Copy the listing word for word, starting at the line containing "as (155, 820)." and continuing up to and including the line containing "(403, 1145)".
Start Provided records
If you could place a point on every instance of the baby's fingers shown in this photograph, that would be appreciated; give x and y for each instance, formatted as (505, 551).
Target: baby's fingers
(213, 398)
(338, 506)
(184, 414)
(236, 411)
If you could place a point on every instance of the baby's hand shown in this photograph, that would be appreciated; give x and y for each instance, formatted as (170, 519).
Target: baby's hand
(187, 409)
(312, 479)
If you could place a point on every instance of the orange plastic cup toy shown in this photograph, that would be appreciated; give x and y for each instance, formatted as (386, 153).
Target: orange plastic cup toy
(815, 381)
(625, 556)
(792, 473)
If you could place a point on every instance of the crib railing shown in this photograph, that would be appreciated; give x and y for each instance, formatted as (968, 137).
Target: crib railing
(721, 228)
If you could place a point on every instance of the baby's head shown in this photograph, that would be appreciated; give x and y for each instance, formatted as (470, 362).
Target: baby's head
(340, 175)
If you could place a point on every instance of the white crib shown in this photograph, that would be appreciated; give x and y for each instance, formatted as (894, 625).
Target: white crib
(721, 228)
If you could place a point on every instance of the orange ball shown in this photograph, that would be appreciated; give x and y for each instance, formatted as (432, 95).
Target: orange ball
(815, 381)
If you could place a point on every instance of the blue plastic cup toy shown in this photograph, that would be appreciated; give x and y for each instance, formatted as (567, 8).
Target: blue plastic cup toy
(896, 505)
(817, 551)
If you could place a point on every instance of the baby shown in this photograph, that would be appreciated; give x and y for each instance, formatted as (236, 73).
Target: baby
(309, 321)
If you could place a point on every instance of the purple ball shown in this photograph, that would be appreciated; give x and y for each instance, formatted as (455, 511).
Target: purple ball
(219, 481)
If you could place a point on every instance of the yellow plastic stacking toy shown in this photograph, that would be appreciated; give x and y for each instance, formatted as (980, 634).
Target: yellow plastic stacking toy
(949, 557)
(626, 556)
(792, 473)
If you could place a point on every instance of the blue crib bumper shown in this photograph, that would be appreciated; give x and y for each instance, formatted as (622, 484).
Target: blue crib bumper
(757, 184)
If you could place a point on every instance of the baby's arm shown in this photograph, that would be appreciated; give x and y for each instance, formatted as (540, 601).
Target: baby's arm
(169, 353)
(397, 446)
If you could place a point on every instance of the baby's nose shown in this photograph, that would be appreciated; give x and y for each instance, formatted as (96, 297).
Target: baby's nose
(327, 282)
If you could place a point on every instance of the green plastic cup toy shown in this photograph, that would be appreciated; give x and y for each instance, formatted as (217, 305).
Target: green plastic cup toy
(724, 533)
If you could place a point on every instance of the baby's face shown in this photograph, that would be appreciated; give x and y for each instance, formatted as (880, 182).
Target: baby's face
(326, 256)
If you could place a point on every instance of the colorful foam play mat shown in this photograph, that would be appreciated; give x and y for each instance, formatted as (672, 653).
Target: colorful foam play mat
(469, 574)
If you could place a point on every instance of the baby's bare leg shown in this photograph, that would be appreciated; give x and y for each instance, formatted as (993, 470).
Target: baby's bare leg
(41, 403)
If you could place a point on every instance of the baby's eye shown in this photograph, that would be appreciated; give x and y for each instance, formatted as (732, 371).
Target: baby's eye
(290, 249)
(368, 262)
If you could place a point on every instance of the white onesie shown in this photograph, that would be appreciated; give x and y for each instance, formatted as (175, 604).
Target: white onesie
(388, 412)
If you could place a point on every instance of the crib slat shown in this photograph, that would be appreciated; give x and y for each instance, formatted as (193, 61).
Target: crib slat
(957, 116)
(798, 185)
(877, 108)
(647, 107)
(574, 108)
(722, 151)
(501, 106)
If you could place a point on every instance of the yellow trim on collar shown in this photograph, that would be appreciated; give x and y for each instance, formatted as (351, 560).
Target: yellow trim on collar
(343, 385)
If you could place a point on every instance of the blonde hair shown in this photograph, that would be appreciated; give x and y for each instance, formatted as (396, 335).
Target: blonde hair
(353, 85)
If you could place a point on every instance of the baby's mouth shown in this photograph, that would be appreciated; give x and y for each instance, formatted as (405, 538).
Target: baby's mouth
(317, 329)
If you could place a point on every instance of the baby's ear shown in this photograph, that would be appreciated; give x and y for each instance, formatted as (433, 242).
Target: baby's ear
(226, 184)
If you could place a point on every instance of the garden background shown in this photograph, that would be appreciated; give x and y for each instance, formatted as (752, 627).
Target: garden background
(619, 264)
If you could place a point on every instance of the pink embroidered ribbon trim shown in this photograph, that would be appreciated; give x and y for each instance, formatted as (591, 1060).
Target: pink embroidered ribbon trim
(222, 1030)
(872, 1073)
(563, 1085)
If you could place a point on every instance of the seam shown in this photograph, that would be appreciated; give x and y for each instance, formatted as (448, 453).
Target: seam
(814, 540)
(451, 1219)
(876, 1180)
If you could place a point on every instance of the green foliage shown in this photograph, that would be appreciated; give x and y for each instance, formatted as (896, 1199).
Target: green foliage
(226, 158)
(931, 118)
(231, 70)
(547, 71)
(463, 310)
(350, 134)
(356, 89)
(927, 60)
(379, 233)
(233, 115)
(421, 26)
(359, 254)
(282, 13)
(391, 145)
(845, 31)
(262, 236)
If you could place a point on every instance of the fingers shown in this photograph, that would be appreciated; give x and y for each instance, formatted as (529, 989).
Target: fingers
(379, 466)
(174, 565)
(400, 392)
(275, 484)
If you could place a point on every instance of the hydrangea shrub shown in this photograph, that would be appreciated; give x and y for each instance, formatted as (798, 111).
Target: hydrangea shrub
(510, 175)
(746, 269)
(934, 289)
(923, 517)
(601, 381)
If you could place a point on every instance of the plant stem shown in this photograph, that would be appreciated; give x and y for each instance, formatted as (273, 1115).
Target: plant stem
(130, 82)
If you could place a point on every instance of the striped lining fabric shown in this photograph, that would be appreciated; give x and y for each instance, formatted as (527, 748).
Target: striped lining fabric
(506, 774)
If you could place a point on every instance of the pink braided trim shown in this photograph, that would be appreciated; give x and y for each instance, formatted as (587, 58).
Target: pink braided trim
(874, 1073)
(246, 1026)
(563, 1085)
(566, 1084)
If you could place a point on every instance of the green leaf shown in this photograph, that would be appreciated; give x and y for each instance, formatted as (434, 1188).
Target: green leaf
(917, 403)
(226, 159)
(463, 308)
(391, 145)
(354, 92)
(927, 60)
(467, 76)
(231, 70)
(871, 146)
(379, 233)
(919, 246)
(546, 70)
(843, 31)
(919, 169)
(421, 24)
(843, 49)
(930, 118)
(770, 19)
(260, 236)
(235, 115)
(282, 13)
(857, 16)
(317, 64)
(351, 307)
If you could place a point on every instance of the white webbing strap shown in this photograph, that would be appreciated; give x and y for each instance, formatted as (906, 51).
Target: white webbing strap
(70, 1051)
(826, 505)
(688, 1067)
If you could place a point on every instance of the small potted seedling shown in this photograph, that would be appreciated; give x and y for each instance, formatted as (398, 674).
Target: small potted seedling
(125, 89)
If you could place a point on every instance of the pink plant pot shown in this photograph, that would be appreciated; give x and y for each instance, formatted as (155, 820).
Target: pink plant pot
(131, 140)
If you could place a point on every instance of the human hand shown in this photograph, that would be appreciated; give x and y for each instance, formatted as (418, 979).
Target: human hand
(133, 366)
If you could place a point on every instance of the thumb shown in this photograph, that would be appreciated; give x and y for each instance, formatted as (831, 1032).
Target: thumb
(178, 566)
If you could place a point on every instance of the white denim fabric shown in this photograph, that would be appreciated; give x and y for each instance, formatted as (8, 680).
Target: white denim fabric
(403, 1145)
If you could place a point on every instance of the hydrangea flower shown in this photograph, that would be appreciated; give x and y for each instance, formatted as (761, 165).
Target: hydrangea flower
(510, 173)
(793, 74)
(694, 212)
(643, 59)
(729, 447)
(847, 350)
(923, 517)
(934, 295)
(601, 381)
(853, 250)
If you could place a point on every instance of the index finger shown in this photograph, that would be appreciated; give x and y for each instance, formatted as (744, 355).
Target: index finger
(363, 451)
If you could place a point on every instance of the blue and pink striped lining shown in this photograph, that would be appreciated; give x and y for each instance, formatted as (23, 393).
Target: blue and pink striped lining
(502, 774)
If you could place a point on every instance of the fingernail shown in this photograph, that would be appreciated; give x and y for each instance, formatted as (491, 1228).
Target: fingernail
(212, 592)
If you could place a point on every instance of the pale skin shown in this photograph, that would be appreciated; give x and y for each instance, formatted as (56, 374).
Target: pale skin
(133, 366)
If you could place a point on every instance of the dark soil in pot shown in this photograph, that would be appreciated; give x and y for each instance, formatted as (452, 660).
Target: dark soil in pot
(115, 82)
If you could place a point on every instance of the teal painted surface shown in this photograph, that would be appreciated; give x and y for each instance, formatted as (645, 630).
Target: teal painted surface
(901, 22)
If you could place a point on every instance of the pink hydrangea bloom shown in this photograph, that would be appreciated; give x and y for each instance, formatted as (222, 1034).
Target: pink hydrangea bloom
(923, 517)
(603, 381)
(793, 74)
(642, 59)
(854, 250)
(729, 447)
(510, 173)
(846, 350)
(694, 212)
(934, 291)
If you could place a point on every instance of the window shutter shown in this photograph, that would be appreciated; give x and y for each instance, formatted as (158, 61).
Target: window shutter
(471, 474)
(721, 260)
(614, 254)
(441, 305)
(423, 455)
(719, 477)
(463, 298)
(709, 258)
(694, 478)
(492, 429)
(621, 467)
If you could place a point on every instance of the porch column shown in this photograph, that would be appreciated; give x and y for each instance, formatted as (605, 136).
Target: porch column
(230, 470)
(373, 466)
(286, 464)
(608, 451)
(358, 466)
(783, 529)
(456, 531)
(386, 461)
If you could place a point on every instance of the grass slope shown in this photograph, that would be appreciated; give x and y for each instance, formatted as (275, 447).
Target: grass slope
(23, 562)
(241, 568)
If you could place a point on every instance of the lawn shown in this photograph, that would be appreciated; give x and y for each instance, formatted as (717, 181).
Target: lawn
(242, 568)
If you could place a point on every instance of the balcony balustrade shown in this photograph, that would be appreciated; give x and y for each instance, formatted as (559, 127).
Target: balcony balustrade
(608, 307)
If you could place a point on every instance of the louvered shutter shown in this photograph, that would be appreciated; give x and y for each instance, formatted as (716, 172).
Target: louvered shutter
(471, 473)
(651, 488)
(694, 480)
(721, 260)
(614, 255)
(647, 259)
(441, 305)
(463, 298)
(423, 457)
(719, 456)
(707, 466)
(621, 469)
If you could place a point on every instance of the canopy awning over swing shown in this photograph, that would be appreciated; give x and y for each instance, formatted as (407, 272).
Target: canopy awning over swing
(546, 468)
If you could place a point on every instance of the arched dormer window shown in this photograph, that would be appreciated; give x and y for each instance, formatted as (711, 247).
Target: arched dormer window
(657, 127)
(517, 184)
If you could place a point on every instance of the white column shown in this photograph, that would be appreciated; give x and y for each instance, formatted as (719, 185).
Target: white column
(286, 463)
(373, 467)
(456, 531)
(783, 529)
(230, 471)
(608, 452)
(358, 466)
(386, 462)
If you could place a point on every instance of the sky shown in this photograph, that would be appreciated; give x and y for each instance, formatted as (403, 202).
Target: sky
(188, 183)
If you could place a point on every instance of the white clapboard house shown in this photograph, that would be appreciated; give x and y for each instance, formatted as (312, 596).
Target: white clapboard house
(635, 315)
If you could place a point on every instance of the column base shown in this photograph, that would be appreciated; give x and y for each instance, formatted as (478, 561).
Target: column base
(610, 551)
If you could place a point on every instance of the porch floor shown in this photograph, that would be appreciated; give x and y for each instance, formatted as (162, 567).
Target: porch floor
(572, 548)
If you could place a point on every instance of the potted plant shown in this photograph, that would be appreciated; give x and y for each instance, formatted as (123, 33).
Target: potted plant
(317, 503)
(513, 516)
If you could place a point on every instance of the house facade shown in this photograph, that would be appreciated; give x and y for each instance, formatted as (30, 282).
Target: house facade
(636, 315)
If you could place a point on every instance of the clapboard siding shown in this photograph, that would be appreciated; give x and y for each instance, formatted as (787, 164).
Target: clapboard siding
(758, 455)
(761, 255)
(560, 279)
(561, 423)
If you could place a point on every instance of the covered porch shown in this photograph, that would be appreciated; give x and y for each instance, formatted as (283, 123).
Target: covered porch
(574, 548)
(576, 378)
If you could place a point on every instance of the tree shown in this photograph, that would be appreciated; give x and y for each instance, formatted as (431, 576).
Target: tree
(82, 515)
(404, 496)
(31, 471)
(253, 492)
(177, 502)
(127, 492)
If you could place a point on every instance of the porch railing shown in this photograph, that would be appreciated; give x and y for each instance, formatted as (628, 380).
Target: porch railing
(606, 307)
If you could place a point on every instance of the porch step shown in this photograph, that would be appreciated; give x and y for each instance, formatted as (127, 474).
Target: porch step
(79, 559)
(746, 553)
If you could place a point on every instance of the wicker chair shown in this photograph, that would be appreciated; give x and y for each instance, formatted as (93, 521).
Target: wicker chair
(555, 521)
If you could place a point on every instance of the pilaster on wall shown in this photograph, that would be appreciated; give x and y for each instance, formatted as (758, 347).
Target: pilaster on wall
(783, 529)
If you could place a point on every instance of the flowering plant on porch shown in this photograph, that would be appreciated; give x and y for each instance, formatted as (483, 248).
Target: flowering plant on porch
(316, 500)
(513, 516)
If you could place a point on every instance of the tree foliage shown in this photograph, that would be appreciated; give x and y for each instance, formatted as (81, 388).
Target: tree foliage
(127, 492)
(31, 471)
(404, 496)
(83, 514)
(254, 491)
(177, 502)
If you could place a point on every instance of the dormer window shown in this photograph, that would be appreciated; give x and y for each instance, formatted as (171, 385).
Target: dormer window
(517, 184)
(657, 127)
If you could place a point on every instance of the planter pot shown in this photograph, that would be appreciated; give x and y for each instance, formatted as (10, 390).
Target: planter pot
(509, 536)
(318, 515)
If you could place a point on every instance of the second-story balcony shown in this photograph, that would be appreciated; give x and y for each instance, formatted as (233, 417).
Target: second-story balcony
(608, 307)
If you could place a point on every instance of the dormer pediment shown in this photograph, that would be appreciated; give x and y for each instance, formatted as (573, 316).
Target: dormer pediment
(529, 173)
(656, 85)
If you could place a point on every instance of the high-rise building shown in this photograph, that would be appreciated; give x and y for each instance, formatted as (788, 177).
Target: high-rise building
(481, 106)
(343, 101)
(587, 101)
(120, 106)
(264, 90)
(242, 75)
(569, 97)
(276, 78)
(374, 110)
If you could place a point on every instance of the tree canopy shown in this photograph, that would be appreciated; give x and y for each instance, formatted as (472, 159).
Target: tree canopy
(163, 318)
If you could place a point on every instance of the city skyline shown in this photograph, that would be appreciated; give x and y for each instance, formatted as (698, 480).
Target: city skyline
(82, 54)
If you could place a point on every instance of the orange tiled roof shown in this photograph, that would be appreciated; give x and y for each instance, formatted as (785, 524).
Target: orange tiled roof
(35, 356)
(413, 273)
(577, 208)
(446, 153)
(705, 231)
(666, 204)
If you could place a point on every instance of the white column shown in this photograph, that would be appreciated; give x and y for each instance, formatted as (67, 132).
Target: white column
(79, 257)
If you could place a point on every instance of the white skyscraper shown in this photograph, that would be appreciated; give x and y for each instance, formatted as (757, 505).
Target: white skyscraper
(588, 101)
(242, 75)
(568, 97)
End Provided records
The reply:
If you could place a point on every instance of the pink plant pot shown in this photograph, that would be appreciated; give x and y for each instance, formatted as (155, 820).
Target: pink plant pot
(131, 140)
If you could place a point on every instance of the human hand shown in this photograph, that would be appreciated; give x and y for each instance, formatted as (418, 979).
Target: human hand
(133, 366)
If you could place a point on every instance of the thumb shown in this photograph, that would be appreciated; give x and y for each instance, formatted as (831, 1032).
Target: thumb
(178, 566)
If you could place a point on every instance of the white denim fabric shown in this photograph, that would be appreciated; give x and y for each instance, formatted as (8, 680).
Target: white denim fabric
(403, 1145)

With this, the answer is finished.